Hey, Why Does the Inside of this Dungeon Look Like My
Desktop? I Cast Magic Missile on the AOL Icon!
| | | | A surprise mini-quest often appears in the game, testing your ability to reload your last saved game without putting your fist through the monitor. Fewer tests of will have been so arduous. | |
Before attempting to play this
game, make sure it’s patched. By now there’s a fully patched version with Tales
of the Sword Coast (TotSC) expansion bundled in, so you should be okay as
much as you can be. How much is that? Not much, since the game will still crash
often. Maybe a newer version is more stable than the one I ran on my old P2 300,
because that one crashed literally every half hour. Every tenth crash or so, it
locked. Anyway, the take-home point is to save often, often, often. I haven’t
run this game on a newer rig, so probably the annoying memory drain that slows
saves and loads to a near-standstill later in the game isn’t a problem
anymore. The good news is, this game is so old and was so popular, all other
issues have mostly been resolved by now. PlanetBaldursGate.com ought to have
whatever you might need, plus a still-active forum to ask your dumb n00b
questions in.
Our Crack Team of Four Has Four Levels of Experience Combined!
| | | | The lamest monsters of D&D lore will kill you with ease. God forbid you accidentally stumble upon something
tougher. | |
After some story progression (a
story that will become less prescient and more boring as the game goes on), what
to do next is pretty obvious, minus some fruit in a little wizard robe actually
spelling it out for you. You should get used to checking your journal after any
conversation that tells you your journal has been updated, since I somehow
rarely got the point of a conversation with someone. After getting your first
NPCs, for a total of four of you, the game proper kicks in. Your first real
quest is to not get your weak ass killed trying to get to the next fucking town.
A hint: don’t travel at night. A handful of hobgoblins or kobolds will smoke
you if they have archers, and they will have archers. Don’t even think
about exploring a dungeon yet, Conan.
Following the game proper will
get you into contact with a decent range of NPCs, so there will be plenty of
complementary party members for your main character. However, I suggest being a
mage, since the mage choices among NPCs are pretty lame. For whatever reason,
NPC mages in this game can only learn certain spells and not others, including
esoteric ones like, say, Magic Missile and Identify. Which spells are disallowed
vary from mage to mage, and you won’t know until you’ve tried to write a
particular spell to your stupid little book and you keep failing to, no matter
how many times you reload and retry. As a side note, you might fail anyway, so
in addition to saving so you won’t lose a game due to a crash, you need to
save before every single attempt to memorize a spell. Also, some NPCs
come as a “team,” so that you “can’t” get one without the other. I say
“can’t” because you can just unequip the guy and knife him, or let him
charge into battle to die, and then PRESTO you have the one NPC you want.

WHAT TO WORK ON |
[a] Quote the game review word for word, starting at "A hint: don’t" and ending at "dungeon yet, Conan.".
[b] Render this sentence from the game review in Spanish: "The good news is, this game is so old and was so popular, all other issues have mostly been resolved by now."
The material after this point has no connection to the game review.

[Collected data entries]
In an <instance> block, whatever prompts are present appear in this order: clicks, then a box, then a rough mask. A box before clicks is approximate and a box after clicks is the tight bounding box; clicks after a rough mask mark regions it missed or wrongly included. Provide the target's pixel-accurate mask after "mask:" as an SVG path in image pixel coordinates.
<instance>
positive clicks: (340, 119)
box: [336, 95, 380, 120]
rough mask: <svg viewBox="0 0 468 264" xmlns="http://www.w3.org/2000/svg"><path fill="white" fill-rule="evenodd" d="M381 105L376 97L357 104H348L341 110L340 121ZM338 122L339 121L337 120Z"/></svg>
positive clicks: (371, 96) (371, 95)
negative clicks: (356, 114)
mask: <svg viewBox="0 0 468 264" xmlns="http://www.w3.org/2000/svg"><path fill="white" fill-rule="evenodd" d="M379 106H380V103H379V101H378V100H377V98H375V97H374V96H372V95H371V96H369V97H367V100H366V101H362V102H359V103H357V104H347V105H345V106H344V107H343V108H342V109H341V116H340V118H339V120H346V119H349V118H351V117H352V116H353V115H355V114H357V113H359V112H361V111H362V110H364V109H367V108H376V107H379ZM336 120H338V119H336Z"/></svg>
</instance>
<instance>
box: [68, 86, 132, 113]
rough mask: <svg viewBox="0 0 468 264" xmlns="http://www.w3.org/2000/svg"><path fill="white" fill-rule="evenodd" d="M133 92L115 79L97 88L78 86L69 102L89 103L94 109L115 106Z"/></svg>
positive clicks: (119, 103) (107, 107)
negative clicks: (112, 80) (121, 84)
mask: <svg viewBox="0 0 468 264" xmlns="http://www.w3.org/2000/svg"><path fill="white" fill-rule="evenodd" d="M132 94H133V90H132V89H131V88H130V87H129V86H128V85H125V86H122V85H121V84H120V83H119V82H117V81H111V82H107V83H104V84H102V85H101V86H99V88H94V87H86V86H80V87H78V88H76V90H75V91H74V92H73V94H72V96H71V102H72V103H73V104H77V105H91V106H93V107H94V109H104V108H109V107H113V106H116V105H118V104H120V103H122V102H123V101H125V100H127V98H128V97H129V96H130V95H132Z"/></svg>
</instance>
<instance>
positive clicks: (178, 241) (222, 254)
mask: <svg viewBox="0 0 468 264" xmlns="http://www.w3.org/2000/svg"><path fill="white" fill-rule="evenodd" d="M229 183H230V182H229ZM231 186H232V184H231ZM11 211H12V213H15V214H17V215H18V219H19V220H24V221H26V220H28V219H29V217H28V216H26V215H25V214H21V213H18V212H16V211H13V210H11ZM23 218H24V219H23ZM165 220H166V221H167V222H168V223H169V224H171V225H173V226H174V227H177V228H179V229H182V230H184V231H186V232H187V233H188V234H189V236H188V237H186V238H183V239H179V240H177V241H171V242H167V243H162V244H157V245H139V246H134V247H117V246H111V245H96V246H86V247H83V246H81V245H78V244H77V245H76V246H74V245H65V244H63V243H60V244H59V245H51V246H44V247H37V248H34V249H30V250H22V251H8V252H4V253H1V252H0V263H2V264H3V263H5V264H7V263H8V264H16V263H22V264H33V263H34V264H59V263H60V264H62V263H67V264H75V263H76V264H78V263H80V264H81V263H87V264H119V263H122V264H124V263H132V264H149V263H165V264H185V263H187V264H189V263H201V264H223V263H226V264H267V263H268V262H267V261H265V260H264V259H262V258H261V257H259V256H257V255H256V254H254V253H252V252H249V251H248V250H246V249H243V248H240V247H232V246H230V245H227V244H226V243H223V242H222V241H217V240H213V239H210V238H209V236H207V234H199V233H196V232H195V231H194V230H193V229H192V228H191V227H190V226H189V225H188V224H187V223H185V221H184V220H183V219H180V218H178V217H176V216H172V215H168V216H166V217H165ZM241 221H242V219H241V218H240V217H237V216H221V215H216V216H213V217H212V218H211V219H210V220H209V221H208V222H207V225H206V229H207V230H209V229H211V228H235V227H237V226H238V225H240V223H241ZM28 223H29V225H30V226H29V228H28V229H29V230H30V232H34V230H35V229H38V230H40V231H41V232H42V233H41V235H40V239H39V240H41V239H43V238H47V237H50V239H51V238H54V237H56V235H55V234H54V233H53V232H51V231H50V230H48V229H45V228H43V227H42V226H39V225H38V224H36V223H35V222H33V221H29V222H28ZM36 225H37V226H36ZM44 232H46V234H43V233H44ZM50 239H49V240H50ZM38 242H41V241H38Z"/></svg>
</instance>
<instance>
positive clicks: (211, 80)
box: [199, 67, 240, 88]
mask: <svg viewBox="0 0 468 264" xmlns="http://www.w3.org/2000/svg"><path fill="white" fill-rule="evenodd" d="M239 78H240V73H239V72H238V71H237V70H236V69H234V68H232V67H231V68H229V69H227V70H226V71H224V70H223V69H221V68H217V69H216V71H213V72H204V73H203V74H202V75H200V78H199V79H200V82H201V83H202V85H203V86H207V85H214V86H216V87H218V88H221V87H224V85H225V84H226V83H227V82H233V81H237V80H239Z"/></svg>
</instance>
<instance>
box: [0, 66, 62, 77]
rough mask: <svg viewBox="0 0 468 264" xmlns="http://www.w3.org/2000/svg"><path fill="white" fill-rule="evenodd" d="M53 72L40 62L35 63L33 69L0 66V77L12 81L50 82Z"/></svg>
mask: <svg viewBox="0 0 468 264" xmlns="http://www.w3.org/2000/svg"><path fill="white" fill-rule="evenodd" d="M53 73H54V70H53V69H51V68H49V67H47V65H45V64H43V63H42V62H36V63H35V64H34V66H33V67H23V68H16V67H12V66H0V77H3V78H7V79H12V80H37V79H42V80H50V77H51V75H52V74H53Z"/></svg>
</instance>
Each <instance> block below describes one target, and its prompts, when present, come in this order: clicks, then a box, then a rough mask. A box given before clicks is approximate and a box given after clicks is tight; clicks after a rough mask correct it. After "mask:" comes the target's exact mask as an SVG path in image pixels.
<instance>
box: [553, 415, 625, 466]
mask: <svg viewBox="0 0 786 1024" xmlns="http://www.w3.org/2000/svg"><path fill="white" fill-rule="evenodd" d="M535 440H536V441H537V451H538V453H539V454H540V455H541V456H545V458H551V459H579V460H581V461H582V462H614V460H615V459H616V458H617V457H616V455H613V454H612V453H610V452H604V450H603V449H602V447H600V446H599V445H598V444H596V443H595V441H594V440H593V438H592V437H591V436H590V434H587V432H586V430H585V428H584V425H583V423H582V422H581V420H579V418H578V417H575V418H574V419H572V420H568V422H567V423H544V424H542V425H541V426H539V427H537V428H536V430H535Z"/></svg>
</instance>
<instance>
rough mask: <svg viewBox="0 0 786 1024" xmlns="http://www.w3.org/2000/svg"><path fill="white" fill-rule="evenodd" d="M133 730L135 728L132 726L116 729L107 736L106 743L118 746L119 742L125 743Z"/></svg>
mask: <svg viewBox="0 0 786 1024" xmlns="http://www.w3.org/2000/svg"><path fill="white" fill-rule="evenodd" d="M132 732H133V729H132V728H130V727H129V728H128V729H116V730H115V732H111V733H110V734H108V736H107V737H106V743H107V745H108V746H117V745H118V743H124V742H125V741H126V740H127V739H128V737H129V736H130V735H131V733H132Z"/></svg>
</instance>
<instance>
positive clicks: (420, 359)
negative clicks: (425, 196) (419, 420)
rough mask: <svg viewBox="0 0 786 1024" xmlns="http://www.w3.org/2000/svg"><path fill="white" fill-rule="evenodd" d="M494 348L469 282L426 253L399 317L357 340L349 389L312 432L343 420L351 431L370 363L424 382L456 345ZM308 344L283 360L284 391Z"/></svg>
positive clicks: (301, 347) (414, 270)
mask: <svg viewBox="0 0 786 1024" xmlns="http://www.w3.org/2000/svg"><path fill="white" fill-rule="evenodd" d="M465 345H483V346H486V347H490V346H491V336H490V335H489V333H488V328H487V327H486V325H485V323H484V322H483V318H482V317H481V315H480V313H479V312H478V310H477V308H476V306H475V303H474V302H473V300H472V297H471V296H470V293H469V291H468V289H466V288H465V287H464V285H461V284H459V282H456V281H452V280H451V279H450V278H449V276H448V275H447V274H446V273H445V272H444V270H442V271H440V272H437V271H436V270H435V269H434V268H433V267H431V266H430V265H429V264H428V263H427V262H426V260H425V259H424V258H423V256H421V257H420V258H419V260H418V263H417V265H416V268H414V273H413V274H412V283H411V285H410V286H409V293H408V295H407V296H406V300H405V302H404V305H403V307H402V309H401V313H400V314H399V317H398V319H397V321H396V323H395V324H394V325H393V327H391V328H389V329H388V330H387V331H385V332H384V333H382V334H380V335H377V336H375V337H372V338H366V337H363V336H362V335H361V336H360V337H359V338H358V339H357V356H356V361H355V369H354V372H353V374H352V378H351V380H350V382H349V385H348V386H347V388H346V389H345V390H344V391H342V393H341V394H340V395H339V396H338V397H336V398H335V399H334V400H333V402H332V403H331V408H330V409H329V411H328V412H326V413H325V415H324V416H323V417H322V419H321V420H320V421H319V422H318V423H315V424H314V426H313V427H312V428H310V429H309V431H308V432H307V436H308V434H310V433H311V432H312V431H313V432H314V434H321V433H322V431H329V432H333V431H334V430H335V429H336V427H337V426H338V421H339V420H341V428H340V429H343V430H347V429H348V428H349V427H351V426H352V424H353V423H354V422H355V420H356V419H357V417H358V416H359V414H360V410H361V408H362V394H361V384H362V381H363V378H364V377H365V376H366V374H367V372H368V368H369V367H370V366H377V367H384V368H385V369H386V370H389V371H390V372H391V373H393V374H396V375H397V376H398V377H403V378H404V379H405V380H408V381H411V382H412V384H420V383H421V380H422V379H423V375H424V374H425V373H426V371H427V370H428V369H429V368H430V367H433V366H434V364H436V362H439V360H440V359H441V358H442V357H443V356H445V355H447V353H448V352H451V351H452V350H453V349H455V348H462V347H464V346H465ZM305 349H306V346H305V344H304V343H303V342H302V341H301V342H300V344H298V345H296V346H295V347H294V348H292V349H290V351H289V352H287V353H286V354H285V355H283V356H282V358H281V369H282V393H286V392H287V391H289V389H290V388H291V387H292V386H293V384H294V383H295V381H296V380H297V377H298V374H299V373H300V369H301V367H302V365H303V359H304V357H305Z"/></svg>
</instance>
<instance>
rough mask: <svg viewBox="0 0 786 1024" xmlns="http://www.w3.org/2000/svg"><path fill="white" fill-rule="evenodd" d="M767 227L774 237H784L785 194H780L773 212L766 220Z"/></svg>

SOLUTION SET |
[a]
A hint: don’t travel at night. A handful of hobgoblins or kobolds will smoke
you if they have archers, and they will have archers. Don’t even think
about exploring a dungeon yet, Conan.

[b] La buena noticia es que este juego es tan antiguo y fue tan popular que, a estas alturas, todos los demás problemas ya se han resuelto en su mayoría.